DATASET →
>> START

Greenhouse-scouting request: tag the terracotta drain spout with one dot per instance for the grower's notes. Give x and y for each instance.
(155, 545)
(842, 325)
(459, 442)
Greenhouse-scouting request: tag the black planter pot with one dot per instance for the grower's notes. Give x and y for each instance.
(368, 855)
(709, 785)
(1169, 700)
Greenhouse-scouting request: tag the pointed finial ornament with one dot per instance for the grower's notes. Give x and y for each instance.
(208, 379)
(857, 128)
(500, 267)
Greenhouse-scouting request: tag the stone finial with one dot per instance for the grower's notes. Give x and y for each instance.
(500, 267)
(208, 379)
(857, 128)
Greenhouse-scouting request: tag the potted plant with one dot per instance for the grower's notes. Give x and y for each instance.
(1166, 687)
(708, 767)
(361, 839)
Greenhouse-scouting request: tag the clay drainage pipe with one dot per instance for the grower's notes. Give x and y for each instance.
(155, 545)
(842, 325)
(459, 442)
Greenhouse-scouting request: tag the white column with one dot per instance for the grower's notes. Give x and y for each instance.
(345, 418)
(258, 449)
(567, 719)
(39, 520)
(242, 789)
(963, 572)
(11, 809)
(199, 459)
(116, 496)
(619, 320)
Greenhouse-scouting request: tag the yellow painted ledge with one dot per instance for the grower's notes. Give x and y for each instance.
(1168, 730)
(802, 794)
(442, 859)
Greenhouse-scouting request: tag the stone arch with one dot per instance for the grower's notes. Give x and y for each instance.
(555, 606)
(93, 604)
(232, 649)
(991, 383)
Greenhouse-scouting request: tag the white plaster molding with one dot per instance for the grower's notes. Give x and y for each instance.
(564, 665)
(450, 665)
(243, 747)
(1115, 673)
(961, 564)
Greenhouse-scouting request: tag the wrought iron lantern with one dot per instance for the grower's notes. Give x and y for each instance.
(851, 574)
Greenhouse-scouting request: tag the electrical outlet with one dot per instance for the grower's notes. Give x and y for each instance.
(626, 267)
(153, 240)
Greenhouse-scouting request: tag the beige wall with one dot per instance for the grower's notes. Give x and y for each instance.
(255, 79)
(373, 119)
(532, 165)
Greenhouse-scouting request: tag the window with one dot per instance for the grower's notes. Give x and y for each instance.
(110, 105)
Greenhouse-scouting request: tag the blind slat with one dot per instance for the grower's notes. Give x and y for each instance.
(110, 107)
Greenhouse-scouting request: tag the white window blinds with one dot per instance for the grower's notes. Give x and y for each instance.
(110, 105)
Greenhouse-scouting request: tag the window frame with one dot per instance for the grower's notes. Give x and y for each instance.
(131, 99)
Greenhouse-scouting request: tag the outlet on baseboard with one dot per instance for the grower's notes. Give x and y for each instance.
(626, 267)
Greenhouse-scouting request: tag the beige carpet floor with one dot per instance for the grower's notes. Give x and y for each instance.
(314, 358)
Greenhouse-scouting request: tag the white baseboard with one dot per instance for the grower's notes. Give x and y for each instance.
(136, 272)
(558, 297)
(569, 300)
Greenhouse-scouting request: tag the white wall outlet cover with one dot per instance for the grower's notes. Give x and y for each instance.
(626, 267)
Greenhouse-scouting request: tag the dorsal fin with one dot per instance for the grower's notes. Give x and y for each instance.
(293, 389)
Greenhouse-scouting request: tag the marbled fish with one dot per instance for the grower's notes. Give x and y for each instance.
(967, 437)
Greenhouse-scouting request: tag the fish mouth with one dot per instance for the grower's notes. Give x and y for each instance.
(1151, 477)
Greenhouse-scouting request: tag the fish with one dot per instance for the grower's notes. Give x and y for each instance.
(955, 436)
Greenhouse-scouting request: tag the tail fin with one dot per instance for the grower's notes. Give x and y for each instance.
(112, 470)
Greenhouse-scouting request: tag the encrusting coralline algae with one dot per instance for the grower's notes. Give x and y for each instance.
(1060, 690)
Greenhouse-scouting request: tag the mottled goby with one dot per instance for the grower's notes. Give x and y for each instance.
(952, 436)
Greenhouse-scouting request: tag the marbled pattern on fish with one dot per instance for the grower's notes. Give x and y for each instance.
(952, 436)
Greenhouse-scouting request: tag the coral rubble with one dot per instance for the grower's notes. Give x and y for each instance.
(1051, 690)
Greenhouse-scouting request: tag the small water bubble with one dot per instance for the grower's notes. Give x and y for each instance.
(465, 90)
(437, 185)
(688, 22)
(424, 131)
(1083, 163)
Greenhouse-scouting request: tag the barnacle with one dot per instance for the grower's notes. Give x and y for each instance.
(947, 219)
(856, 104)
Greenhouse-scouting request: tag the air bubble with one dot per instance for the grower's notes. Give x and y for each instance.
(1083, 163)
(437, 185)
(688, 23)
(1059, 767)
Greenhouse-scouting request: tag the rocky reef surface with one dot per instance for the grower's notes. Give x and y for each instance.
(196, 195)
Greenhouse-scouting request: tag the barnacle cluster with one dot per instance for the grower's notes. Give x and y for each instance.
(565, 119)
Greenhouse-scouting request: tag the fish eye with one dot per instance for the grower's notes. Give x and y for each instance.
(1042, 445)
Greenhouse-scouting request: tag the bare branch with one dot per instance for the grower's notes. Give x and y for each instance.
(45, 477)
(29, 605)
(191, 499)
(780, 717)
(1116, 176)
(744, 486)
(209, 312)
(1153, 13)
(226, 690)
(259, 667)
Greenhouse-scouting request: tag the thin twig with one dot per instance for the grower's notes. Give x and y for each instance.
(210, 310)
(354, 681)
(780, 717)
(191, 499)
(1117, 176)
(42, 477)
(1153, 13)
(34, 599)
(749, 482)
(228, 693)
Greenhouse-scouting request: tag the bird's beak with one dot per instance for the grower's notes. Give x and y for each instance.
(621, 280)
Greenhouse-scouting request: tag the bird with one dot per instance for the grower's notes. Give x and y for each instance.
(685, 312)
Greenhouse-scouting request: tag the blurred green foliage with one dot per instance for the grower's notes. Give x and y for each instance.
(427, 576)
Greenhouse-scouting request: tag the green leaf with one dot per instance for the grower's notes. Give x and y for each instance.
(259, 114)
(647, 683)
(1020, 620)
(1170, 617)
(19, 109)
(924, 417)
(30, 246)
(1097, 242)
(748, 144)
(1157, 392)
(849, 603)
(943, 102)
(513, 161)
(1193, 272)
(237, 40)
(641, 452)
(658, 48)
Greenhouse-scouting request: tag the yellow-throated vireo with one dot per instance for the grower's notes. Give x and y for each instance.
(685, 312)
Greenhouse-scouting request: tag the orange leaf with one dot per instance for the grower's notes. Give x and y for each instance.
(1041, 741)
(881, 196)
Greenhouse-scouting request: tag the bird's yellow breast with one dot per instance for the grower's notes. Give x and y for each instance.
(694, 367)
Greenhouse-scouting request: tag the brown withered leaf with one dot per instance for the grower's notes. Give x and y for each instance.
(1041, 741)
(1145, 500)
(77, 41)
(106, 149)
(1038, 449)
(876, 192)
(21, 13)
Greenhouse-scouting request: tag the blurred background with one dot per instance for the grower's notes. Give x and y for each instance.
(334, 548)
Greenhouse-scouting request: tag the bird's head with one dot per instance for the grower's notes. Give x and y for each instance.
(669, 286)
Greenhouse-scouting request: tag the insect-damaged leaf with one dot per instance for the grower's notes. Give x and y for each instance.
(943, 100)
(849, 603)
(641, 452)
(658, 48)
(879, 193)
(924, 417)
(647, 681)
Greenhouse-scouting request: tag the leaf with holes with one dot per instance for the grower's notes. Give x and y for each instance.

>> END

SHORT EXERCISE →
Copy out the whole listing above, line by line, with nothing changed.

SOLUTION TO THIS TASK →
Greenhouse-scouting request: tag the terracotta drain spout with one dot per instance for the grower's notes. Give x and y for each instance.
(155, 545)
(842, 325)
(459, 442)
Greenhouse-scouting request: tag the black planter pot with one dot per instance for the grower's notes. Give x and y for each instance.
(368, 855)
(709, 785)
(1169, 700)
Greenhouse-scouting request: tag the pointed finial ornament with one dot per instance for the grower's notes. Give x and y for each instance.
(208, 379)
(857, 128)
(500, 267)
Greenhouse-scouting request: tag the stone finial with one dot per instance for the grower's notes. Give x and y for each instance.
(500, 267)
(208, 379)
(857, 128)
Greenhouse-scouting request: tag the potted plant with one dot per instance for the grower's notes. Give x and y for each instance.
(1166, 687)
(708, 767)
(361, 839)
Greenhouse-scouting request: tag the clay drainage pipe with one dot per instance for the grower's notes. Give x and y for each instance.
(155, 545)
(842, 325)
(459, 442)
Greenhouse-scouting request: tag the white column with one dot per instance for the grower's notes. Give x and y for each instance.
(345, 418)
(258, 449)
(567, 719)
(39, 520)
(242, 789)
(963, 572)
(11, 809)
(199, 459)
(116, 496)
(619, 320)
Greenhouse-scouting request: tag the yellow painted ledge with one dot per instance for the grower's notes. Give x and y for each instance.
(1168, 730)
(802, 794)
(442, 859)
Greenhouse-scouting request: tag the stone arch with one dot per instance for the grower's notes. Give x and y for each instance.
(555, 606)
(93, 604)
(232, 649)
(991, 383)
Greenhouse-scouting request: tag the white plaster molding with one dot per instance for the grower's notes. Give x and y for each instance.
(564, 665)
(450, 665)
(243, 747)
(1115, 673)
(961, 564)
Greenhouse-scouting request: tag the wrought iron lantern with one dot per instance for the grower's notes. Give x and y for each instance.
(851, 574)
Greenhouse-scouting request: tag the electrical outlet with one dot per instance for the grower's notes. Give x and y for each instance.
(626, 267)
(153, 240)
Greenhouse-scouting request: tag the beige wall with one dot per instance for the grower's notes. Give x and y for each instance.
(255, 79)
(373, 119)
(532, 165)
Greenhouse-scouting request: tag the window with one dot per instance for the grower's notes. Give x and y for each instance.
(110, 105)
Greenhouse-scouting request: tag the blind slat with one dot per instance for the grower's notes. Give x and y for each instance.
(110, 107)
Greenhouse-scouting request: tag the white window blinds with one dot per instance for the grower's notes. Give x and y for each instance.
(110, 105)
Greenhouse-scouting request: tag the window frame with one dot per instance for the grower's notes. Give x and y for each instance.
(131, 99)
Greenhouse-scouting request: tag the outlet on baseboard with one dot per instance for the grower's notes. Give x and y for each instance.
(626, 267)
Greenhouse-scouting request: tag the beige carpet floor with one dot per instance for the grower's notes. Give x and y for each instance.
(314, 358)
Greenhouse-scouting request: tag the white baseboard with one dot per instance for the grower's notes. Give x and y for each instance.
(136, 272)
(558, 297)
(569, 300)
Greenhouse-scouting request: tag the white wall outlet cover with one dot per instance for the grower's notes. Give x and y for each instance.
(626, 267)
Greenhouse-scouting request: tag the dorsal fin with one dot per instance for the grower's notes. Give x and y for each instance.
(293, 389)
Greenhouse-scouting request: tag the marbled fish with one dot per instance for the grower's notes. Give x and y for each instance.
(967, 437)
Greenhouse-scouting request: tag the fish mouth with one dot per instance for the grower's notes. Give x and y for each instance.
(1151, 477)
Greenhouse-scouting request: tag the fish with one dot per instance for the grower's notes. Give x and y for each instance.
(955, 436)
Greenhouse-scouting request: tag the tail fin with one dot per instance for the grower's notes. Give x and y for each instance.
(112, 470)
Greenhouse-scouting request: tag the encrusting coralline algae with one dot per instance for the grower's notes. Give x and y for each instance.
(1060, 690)
Greenhouse-scouting request: tag the mottled goby with one dot per instance for the grower's notes. Give x and y for each instance.
(952, 436)
Greenhouse-scouting request: tag the marbled pattern on fish with one dot per instance for the grower's notes. Give x and y for each instance.
(952, 436)
Greenhouse-scouting request: tag the coral rubble with one dot per instance for the grower's notes. Give x and y for each instance.
(1051, 690)
Greenhouse-scouting request: tag the small water bubble with one dot per instance for the grower's notes. Give x and y for each instance.
(465, 90)
(437, 185)
(688, 22)
(424, 131)
(1083, 163)
Greenhouse-scouting request: tag the barnacle with one dot per instance for the grower's notes. Give x and y for each instance.
(947, 219)
(856, 104)
Greenhouse-scouting request: tag the air bubble with one dot per instance for the grower's notes. Give x and y for each instance.
(1083, 163)
(437, 185)
(688, 23)
(1059, 767)
Greenhouse-scouting request: tag the rocky reef surface with one dot per instance for the grower's notes. Give x and y for each instance.
(196, 195)
Greenhouse-scouting request: tag the barnacle cluster with one dot per instance for the grower's notes. Give x and y for each instance.
(565, 119)
Greenhouse-scouting request: tag the fish eye with one dot per instance for the grower's notes. Give x and y for each instance.
(1042, 445)
Greenhouse-scouting request: tag the bare branch with one dot per instance for the grower's notes. Give x and y for each instance.
(45, 477)
(29, 605)
(191, 499)
(780, 717)
(1116, 176)
(744, 486)
(209, 312)
(1153, 13)
(226, 690)
(259, 667)
Greenhouse-scouting request: tag the thin twig with one dot per instance for the grower's notes. Give x and y for each instance.
(210, 310)
(354, 681)
(780, 717)
(191, 499)
(1117, 176)
(42, 477)
(1153, 13)
(34, 599)
(749, 482)
(228, 693)
Greenhouse-scouting request: tag the bird's beak with one dot per instance for the grower's notes. Give x and y for each instance.
(621, 280)
Greenhouse-scouting request: tag the bird with one dot per instance for the grower's notes. Give x and y for each instance.
(685, 312)
Greenhouse-scouting request: tag the blurred green foliage with one dot per instance for the grower's notes. Give x and y for each instance.
(427, 576)
Greenhouse-scouting request: tag the green leaf with one dot per instance for the grower's notes. Give x and y for each instance.
(259, 114)
(647, 683)
(1020, 620)
(1170, 617)
(19, 109)
(924, 417)
(30, 246)
(1097, 242)
(748, 144)
(1157, 392)
(849, 603)
(943, 102)
(513, 161)
(1193, 272)
(237, 40)
(641, 452)
(658, 48)
Greenhouse-scouting request: tag the yellow-throated vireo with one dot per instance for the grower's notes. Give x and y for each instance.
(685, 312)
Greenhouse-scouting request: tag the orange leaf with one dot per instance for the grower's notes. Give x and y for each instance.
(1041, 741)
(881, 196)
Greenhouse-scouting request: tag the bird's yellow breast with one dot per instance for the grower's notes. Give x and y for each instance.
(694, 367)
Greenhouse-scouting request: tag the brown withered leaf with one dot per instance for the grower's notes. Give x and y for each instance.
(1041, 741)
(1145, 500)
(77, 41)
(106, 149)
(1038, 449)
(876, 192)
(21, 13)
Greenhouse-scouting request: tag the blurred background with one dot per instance for the grower's notes. Give x and y for each instance.
(334, 548)
Greenhouse-scouting request: tag the bird's head with one dot per instance for the grower's notes. Give x and y for each instance.
(669, 286)
Greenhouse-scouting request: tag the insect-damaged leaf with one dot per instance for the grower's notes. Give x and y for each instance.
(943, 100)
(849, 603)
(641, 452)
(658, 48)
(879, 193)
(924, 417)
(647, 681)
Greenhouse-scouting request: tag the leaf with holes with one dot per instance for the grower's notes. Give x and y for each instance.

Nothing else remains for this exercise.